* **Trecho selecionado**
-=-=-

Isso não significa que não podemos dizer nada sobre palavras como capitalismo. Minhas opiniões sobre essa palavra mudaram ao longo dos anos; certa vez, contribuí para um livro chamado Mercados, não capitalismo. O livro pretendia mostrar que o livre mercado difere do capitalismo. Está certo? Novamente, isso depende de como se define o capitalismo. Até onde eu posso dizer, a maioria das pessoas que não gostam do capitalismo também não gosta da ideia de uma sociedade baseada no mercado. Alguns proeminentes pensadores pró-mercado, entre eles o ganhador do Nobel F. A. Hayek, não gostavam da palavra por vários motivos.

De qualquer forma, a palavra não vai desaparecer. Como ninguém controla o idioma, devemos colocar a comunicação antes das preferências pessoais. Vamos definir nossos termos claramente e depois falar sobre a realidade.

Apesar da variação na definição de capitalismo, a maioria das pessoas concordaria que a orientação para o mercado está em seu cerne. Elas avaliam o mercado de forma diferente, mas é o mercado que elas estão avaliando. Portanto, temos alguns pontos em comum, mesmo quando discordamos sobre se o capitalismo é um arranjo social bom ou ruim ou se conceitualmente inclui ou exclui uma determinada prática.

-=-=-

* **Registros apresentados**
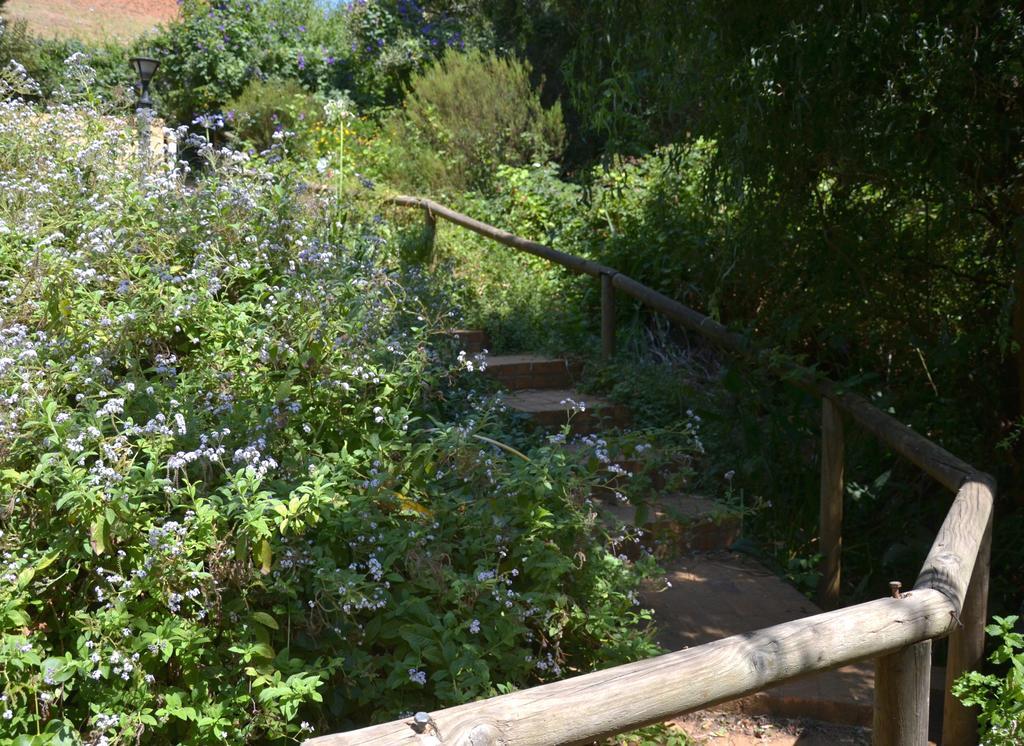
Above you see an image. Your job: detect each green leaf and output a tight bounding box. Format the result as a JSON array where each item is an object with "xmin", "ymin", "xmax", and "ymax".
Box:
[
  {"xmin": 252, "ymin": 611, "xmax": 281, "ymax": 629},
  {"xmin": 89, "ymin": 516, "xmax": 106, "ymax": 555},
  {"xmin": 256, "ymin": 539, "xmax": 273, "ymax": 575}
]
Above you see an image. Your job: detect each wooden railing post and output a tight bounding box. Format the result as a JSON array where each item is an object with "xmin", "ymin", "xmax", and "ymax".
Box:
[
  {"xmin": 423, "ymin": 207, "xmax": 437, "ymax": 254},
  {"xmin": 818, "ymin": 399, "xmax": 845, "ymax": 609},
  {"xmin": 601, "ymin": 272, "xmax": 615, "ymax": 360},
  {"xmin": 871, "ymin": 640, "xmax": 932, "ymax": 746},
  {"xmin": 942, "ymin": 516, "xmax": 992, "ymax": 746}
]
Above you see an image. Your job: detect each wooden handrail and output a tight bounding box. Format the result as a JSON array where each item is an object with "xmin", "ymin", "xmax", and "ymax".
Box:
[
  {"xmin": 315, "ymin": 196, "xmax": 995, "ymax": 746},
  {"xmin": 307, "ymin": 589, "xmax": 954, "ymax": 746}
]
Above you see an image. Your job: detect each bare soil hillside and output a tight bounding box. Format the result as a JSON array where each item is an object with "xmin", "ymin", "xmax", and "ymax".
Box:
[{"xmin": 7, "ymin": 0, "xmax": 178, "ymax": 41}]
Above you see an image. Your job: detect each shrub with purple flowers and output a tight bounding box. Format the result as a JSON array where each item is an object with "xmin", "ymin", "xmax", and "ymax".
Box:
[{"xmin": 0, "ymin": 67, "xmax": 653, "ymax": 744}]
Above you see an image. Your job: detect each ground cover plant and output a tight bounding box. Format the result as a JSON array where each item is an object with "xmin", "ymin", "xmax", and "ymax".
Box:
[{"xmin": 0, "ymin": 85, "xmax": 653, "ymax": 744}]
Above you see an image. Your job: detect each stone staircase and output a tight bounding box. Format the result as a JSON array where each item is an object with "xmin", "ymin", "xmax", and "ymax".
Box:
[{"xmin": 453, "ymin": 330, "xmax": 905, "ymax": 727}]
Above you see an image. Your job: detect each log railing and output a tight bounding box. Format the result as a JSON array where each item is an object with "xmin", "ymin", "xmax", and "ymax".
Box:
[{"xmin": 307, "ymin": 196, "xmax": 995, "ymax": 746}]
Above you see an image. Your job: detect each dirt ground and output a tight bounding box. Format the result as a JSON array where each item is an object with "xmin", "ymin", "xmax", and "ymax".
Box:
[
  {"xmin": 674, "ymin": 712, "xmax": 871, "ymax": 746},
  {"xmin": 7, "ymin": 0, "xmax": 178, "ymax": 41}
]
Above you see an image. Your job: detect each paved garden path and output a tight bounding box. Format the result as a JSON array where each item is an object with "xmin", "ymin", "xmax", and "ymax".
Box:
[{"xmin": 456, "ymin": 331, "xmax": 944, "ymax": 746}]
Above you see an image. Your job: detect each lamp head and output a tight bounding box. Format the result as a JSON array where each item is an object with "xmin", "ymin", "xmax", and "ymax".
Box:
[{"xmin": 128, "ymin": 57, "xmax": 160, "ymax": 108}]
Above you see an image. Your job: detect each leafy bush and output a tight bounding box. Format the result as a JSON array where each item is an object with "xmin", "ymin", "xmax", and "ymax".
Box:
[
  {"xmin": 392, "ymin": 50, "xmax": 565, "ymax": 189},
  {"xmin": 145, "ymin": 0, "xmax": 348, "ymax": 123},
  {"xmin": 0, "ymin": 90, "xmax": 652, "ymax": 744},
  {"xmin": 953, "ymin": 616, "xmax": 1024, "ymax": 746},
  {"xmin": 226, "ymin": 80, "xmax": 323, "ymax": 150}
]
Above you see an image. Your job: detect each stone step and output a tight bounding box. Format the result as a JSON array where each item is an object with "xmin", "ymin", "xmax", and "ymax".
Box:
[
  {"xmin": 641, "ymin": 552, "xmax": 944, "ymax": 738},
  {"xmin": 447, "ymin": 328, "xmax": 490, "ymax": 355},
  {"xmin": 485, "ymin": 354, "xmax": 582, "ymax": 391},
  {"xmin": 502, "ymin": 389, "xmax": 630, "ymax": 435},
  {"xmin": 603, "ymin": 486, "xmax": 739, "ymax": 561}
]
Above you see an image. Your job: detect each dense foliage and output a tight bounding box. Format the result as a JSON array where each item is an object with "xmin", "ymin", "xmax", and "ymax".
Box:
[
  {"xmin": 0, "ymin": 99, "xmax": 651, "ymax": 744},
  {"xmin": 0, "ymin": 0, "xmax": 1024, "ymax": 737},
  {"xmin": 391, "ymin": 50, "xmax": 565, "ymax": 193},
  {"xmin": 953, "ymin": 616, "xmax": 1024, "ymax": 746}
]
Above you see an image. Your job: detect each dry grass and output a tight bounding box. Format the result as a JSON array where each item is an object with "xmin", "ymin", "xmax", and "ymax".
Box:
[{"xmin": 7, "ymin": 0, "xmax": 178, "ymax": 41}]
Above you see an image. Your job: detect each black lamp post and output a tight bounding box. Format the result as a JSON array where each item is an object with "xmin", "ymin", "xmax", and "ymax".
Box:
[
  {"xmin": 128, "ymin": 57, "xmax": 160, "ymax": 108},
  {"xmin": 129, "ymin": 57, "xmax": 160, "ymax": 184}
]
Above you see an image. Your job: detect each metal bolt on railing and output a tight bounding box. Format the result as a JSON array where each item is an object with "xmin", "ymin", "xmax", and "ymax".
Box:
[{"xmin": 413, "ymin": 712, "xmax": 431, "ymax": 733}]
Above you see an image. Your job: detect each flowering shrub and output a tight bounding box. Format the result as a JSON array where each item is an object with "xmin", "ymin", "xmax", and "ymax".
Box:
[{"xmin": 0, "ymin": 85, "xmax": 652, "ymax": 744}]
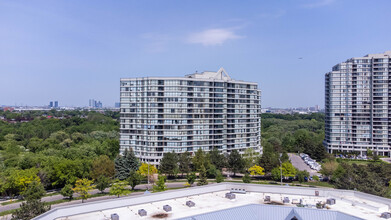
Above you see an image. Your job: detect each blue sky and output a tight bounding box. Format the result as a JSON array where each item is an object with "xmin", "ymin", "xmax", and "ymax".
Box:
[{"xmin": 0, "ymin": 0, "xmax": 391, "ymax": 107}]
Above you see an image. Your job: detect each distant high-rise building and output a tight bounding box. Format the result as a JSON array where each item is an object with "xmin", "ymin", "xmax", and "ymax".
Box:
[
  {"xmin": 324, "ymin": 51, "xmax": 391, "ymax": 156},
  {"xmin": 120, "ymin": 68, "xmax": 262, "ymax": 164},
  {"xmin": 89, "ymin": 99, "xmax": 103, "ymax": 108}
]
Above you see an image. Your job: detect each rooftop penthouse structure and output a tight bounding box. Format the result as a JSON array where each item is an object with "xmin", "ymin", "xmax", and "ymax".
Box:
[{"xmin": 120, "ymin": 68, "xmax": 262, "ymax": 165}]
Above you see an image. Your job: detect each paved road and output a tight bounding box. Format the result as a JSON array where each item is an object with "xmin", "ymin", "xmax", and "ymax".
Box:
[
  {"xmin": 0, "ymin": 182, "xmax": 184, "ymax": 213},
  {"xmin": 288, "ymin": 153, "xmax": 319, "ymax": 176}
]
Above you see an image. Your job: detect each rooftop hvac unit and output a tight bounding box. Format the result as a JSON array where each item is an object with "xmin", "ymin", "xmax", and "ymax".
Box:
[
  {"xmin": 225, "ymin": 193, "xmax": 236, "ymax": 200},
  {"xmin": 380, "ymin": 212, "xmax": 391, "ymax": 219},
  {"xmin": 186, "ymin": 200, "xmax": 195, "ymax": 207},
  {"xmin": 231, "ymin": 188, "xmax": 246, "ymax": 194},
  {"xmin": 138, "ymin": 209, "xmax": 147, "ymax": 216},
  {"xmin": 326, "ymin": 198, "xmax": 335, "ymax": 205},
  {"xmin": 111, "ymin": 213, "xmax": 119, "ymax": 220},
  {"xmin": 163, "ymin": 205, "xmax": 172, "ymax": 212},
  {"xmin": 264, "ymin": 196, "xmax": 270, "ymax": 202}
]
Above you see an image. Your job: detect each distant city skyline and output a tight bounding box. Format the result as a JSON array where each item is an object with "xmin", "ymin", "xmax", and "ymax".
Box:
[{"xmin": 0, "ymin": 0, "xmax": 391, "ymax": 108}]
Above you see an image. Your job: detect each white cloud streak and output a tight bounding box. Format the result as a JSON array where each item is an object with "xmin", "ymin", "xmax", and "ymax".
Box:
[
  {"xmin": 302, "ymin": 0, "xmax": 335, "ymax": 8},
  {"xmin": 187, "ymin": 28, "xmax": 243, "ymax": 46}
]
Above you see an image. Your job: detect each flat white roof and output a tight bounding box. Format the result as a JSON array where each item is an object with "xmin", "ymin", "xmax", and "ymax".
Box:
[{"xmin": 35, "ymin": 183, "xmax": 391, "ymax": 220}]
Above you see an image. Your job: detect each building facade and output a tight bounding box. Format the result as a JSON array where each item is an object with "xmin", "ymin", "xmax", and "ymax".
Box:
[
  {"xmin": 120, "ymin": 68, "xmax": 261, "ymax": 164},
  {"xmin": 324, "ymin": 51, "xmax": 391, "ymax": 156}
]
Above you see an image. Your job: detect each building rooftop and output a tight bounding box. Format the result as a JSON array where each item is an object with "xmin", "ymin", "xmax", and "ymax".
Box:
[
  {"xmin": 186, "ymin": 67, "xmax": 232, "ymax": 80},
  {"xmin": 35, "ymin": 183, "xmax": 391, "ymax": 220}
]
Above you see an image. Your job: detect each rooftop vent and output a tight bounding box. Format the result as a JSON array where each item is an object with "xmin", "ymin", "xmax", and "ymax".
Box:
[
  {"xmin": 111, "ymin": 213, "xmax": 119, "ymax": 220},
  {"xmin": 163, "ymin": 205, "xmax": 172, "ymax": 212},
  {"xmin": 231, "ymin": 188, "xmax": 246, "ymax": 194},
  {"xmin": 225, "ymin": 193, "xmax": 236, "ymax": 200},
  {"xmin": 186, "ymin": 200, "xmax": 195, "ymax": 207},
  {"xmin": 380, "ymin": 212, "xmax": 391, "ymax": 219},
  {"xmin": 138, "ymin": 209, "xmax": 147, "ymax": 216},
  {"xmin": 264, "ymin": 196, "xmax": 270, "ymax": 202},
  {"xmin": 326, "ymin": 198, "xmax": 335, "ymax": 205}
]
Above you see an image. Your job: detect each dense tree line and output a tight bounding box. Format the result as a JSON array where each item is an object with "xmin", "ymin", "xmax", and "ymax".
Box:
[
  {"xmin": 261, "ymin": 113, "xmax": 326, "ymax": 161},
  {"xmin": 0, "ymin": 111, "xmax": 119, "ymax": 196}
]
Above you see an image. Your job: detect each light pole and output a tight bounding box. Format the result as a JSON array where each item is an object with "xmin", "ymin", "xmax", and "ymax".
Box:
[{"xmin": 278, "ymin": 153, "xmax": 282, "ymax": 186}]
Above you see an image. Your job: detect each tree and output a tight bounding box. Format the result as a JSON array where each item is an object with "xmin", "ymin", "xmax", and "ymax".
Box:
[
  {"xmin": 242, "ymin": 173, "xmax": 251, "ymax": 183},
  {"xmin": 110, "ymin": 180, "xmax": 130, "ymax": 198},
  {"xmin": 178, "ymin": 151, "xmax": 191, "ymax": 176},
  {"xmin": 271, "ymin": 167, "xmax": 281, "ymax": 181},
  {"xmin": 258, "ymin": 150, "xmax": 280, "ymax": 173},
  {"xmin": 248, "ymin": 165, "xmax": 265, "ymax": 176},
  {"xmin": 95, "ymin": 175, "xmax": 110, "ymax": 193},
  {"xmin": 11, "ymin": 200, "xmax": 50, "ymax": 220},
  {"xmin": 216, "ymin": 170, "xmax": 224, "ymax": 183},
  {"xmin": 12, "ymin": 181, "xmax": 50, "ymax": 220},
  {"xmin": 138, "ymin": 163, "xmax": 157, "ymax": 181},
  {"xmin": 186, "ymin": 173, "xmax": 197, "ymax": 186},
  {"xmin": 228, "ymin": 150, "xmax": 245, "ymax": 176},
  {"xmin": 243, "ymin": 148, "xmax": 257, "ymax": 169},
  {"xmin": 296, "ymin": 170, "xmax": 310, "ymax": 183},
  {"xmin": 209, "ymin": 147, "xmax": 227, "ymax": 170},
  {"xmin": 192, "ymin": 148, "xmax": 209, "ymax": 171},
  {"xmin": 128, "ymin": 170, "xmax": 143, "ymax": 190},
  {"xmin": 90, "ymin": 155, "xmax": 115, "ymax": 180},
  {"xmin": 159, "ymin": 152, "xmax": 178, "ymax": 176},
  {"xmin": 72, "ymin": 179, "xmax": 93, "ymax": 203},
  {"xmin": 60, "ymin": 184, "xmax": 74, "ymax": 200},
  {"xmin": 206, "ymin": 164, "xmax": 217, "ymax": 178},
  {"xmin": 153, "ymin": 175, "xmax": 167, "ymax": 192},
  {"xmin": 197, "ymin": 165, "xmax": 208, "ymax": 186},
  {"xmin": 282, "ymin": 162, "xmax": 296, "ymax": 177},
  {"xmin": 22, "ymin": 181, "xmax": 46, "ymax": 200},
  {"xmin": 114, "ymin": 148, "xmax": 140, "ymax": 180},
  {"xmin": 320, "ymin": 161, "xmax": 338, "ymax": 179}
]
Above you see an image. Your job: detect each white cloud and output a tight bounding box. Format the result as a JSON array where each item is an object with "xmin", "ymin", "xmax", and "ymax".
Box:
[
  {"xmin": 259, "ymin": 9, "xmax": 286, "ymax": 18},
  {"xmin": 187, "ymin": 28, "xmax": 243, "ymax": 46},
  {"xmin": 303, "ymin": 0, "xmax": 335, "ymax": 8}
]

-=-=-

* **Descrição do problema**
Dê continuidade ao texto sobre o significado da palavra capitalismo, começando logo após a última frase mostrada.

* **Resposta à tarefa**
Eu, junto com muitos outros, considero o capitalismo o arranjo social no qual as pessoas são livres para se envolver na produção e troca de bens e serviços, normalmente por dinheiro. Se não forem molestadas, é isso que as pessoas fazem. Essas atividades geram preços, que refletem a oferta e a demanda e orientam ações futuras. Viver é agir, que é almejar fins empregando meios, que é valorizar. A raiz desse processo sem fim é o desejo de sustentar a vida e viver de uma maneira particular. (Veja o trabalho de Carl Menger, Ludwig von Mises e Ayn Rand para obter detalhes.)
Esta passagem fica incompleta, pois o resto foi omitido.